TASK DESCRIPTION:
For this exercise, print the records below verbatim.
# # #
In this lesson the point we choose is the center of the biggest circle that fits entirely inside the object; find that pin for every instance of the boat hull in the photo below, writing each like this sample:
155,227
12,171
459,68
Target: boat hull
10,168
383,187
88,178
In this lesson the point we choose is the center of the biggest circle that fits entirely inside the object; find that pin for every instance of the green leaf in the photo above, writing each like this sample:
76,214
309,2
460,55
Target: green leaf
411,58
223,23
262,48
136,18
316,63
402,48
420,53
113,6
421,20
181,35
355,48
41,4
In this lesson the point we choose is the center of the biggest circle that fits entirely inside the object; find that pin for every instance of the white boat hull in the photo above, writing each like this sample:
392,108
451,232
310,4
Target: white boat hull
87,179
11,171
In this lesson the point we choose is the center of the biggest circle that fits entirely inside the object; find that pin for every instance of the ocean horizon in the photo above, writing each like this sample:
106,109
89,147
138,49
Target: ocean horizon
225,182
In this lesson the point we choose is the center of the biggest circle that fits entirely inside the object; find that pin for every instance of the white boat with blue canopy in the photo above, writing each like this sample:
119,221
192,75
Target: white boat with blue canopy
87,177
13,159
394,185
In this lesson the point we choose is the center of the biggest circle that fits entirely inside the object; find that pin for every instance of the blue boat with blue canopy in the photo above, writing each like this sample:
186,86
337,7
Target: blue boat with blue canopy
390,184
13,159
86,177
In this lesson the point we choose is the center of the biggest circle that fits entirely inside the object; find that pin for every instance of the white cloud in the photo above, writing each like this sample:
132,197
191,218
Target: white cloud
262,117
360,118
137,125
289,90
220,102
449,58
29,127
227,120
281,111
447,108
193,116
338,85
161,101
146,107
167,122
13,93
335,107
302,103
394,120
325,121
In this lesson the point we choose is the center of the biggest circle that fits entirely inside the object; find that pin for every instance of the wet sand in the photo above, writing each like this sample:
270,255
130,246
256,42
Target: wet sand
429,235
# # #
YOUR SOLUTION:
In this lesson the point we choose is the center of the biggest circle that fits entirely inside the object; find that pin for every instance of the boat hull in the photo below, writing each like this sample:
155,227
12,171
459,68
Target: boat hull
10,168
383,187
88,178
In this lesson the point we choose is the center of the biggest circle that fits entirely inside the object; find that pin for every instance of the green leaf in the photo above, writing each like this sample:
76,214
309,2
460,55
Target: green leaf
411,58
223,23
262,48
136,18
316,63
402,48
420,53
113,6
421,20
181,35
355,48
41,4
In this lesson the point we choose is the center of the biggest circle that fits entirely inside the object; find that pin for every instance of the white boat hull in the photo above, writing each like this sample:
392,108
451,232
310,4
Target: white boat hull
87,179
11,171
In this lesson the point we choose is the center of the biggest circle that fits entirely inside the object; find that pin for every instance of the ocean horizon in the photo above, writing each like this sample:
106,109
89,147
138,49
Target: ocean horizon
225,182
In this lesson the point we choose is the center of the biggest circle that fits entirely inside the object; find that pin for every instance of the white boat with blue canopy in the photo above, writing each like this sample:
119,221
192,75
Target: white boat with blue canopy
87,177
13,159
394,185
In this lesson the point we choose is the center of the biggest circle that fits entirely inside the object; find that pin for every instance of the blue boat with blue canopy in the photo above, writing each like this sample:
186,86
337,7
Target: blue boat with blue canopy
390,184
13,159
86,177
In this lesson the point we choose is the center of the biggest circle that fits entirely inside the object; find that pin for every instance of the white cloud in the photo above, writing each like this sample:
132,197
191,218
Target: white cloud
262,117
360,118
137,125
289,90
220,102
449,58
29,127
227,120
281,111
447,108
193,116
338,85
161,101
146,107
167,122
13,93
335,107
302,103
394,120
325,121
In this lesson the point we choose is the center of the biggest circle that fits entirely inside the object; find that pin for every instance of the wet sand in the photo above, writing each like this sample:
270,255
130,246
256,42
Target: wet sand
429,235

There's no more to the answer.